-- Goal of the exercise --
Copy down all of the data underneath, exactly as shown.

────────────────

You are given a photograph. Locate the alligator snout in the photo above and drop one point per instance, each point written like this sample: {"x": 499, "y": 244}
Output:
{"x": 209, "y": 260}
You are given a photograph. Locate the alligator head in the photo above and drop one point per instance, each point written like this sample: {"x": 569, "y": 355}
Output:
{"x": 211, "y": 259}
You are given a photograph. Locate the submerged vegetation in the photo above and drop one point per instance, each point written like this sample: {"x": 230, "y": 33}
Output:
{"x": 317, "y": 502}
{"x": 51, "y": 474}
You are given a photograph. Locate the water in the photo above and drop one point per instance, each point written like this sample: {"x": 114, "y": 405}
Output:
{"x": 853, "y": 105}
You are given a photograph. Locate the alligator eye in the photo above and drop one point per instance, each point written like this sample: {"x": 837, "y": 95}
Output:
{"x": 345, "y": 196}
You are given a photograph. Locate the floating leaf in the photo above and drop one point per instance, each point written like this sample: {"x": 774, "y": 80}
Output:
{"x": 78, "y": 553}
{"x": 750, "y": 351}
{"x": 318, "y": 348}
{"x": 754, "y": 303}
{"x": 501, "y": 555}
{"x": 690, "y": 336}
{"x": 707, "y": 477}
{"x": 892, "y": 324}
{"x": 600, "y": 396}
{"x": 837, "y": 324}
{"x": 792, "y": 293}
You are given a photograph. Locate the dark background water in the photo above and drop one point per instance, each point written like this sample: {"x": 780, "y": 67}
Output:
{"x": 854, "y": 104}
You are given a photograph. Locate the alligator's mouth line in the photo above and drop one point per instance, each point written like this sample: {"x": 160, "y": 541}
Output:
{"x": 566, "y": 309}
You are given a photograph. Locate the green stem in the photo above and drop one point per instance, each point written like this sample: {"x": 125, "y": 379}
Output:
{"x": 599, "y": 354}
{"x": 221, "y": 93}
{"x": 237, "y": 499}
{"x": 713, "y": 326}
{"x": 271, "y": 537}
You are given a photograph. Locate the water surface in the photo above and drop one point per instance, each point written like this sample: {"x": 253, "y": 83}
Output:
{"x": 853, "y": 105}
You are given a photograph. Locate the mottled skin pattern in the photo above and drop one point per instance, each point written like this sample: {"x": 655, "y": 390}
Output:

────────────────

-- Expected output --
You are given a photograph. Locate the alligator snout in the photo above and drop one point per instance, each point written like this sample: {"x": 499, "y": 244}
Output:
{"x": 209, "y": 260}
You are given a photograph. Locate the alligator head in the photo above and drop one point per instance, each point written like this sample: {"x": 569, "y": 355}
Output:
{"x": 211, "y": 259}
You are given a photograph. Locate the submerged vegetation in the photo above and drop one point per instance, each point written like this sample: {"x": 230, "y": 33}
Output:
{"x": 317, "y": 502}
{"x": 51, "y": 474}
You are given a photograph. Locate the water in the photo above and drop one point per instance, each point written like this sample: {"x": 114, "y": 405}
Output:
{"x": 853, "y": 105}
You are given a photograph. Locate the alligator eye in the photo above and drop one point per instance, each point written like this sample: {"x": 837, "y": 95}
Output:
{"x": 345, "y": 196}
You are given a photograph. Locate the floating leaf in the photo above and drop one point per instance, each point written like this sample: {"x": 774, "y": 80}
Output:
{"x": 78, "y": 553}
{"x": 750, "y": 351}
{"x": 318, "y": 348}
{"x": 754, "y": 303}
{"x": 501, "y": 555}
{"x": 690, "y": 336}
{"x": 707, "y": 477}
{"x": 892, "y": 324}
{"x": 600, "y": 396}
{"x": 837, "y": 324}
{"x": 792, "y": 293}
You are given a photograph. Locate the dark background water in the photo above and drop one point per instance, each point written like this sample: {"x": 780, "y": 67}
Output:
{"x": 854, "y": 104}
You are given a photograph. Locate the alligator's mouth line in the photo above and drop one point per instance, each point written like this sample: {"x": 160, "y": 541}
Output:
{"x": 566, "y": 309}
You are given a photograph. Locate the green stem in the photo above and drop one point per instance, each point written like this sample: {"x": 125, "y": 379}
Output:
{"x": 599, "y": 354}
{"x": 221, "y": 93}
{"x": 237, "y": 499}
{"x": 713, "y": 326}
{"x": 271, "y": 537}
You are given a photograph. Locate the water surface in the photo above and drop one point per instance, each point written like this sample: {"x": 253, "y": 83}
Output:
{"x": 853, "y": 105}
You are given a photograph. Locate the mottled skin pattern in the photo above and drop one point per instance, each point written like this sample: {"x": 655, "y": 390}
Output:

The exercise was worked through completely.